== Excerpt provided ==
________________________________________
The Cambridge-Africa Programme moved into its next phase in October 2012, with the award of a three-year $1.2 million grant by the Carnegie Corporation of New York and a four-year $1 million grant by The Alborada Trust, to enhance funding already provided by the Isaac Newton Trust, the A.G. Leventis Foundation, and the University of Cambridge for the establishment of the Cambridge-Africa Partnership for Research Excellence (CAPREx) Programme.


CAPREx aims to strengthen Africa’s capacity for sustainable excellence in research by supporting the region’s most talented post-doctoral and early-mid career researchers. Building on successful partnerships with the University of Ghana and Uganda’s Makerere University, CAPREx’s goal is to extend Cambridge’s research capacity building programmes into West Africa, and focus on a wider range of subject areas: social sciences, humanities, engineering and biological sciences.Training and mentoring will also be provided to African research management and administration staff, in Cambridge and Africa.

These innovative capacity-building and knowledge-exchange partnerships between Cambridge and African Universities are helping to establish equitable and sustainable, North-South and South-South institutional networks to:

  • build critical masses of local research capacity for African priorities
  • support human resources and infrastructure for African research excellence
  • contribute to research training and career pathway development for the best African researchers
  • support individual, institutional, and national scientific leadership in African universities.

Africa quote

Professor Dunne said: “I am delighted that the Cambridge in Africa Programme is enabling African academics to engage with Cambridge researchers. The linking of the WHO Collaborating Centre with the Cambridge in Africa programme and its African collaborations/ partnerships enables the Centre to network with African researchers and help to develop African research capacity. This can be achieved by, for example, providing training and technical support to enable disease survey networks and emerging infectious disease surveillance to be developed throughout the African continent. The building of such relationships between the brightest researchers in both Africa and Cambridge is proving to be mutually beneficial not just for Cambridge and Africa, but for tackling global issues.“

One example of how Cambridge-Africa programme and the WHO Collaborating Centre in Cambridge work together is the connection of dengue virus researchers across Africa (e.g. in Kenya, Uganda, Tanzania, Ghana, Nigeria, Cameroon, Central African Republic and Sudan). Through networking and sharing of information, this project is characterising the antigenic and genetic variation in dengue viruses across the African continent, assessing how effectively current vaccine candidates might protect against dengue strains circulating in Africa, and increasing surveillance. Another outcome is to integrate the priorities of African researchers for the study of dengue viruses with the objectives of the global dengue antigenic cartography project.
________________________________________
(Point-localization data)
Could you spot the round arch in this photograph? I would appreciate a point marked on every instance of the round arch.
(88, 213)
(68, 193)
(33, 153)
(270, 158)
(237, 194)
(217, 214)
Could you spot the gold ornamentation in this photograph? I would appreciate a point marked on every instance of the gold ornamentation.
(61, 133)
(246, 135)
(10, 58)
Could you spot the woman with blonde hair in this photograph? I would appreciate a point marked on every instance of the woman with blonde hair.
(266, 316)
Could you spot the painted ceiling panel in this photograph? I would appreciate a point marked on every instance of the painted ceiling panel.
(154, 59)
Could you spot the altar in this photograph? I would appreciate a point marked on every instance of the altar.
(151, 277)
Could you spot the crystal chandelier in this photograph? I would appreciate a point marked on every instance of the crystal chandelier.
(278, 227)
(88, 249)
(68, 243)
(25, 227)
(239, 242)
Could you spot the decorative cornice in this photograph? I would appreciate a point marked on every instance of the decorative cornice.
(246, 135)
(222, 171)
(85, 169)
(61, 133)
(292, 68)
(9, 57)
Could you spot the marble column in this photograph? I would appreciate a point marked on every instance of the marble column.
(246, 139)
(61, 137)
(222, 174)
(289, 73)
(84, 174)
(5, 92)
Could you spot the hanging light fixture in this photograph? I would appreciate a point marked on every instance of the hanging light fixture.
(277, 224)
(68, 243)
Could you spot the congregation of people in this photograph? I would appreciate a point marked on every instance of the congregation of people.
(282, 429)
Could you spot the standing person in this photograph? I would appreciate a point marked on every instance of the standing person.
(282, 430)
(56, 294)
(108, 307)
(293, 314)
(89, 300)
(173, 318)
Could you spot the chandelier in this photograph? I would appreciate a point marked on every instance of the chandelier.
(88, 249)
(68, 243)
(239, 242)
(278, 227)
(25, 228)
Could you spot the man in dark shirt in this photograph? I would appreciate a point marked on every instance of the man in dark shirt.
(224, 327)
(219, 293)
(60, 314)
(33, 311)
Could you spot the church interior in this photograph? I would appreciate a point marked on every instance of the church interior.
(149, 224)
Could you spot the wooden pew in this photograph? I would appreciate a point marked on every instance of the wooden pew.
________________________________________
== Work instruction 1 ==
Answer these questions from the passage on the Cambridge-Africa Programme.
(a) In what month and year did the programme move into its next phase?
(b) Which two universities does CAPREx build on partnerships with?
(c) With which project are the priorities of African dengue researchers to be integrated?
== Work instruction 2 ==
Write out the part of the passage on the Cambridge-Africa Programme from "These innovative capacity-building" up to and including "in African universities.", word for word.
The point-localization data is separate material and is not part of the passage on the Cambridge-Africa Programme.

== Reply 1 ==
(a) October 2012
(b) The University of Ghana and Uganda's Makerere University
(c) The global dengue antigenic cartography project

== Reply 2 ==
These innovative capacity-building and knowledge-exchange partnerships between Cambridge and African Universities are helping to establish equitable and sustainable, North-South and South-South institutional networks to:

  • build critical masses of local research capacity for African priorities
  • support human resources and infrastructure for African research excellence
  • contribute to research training and career pathway development for the best African researchers
  • support individual, institutional, and national scientific leadership in African universities.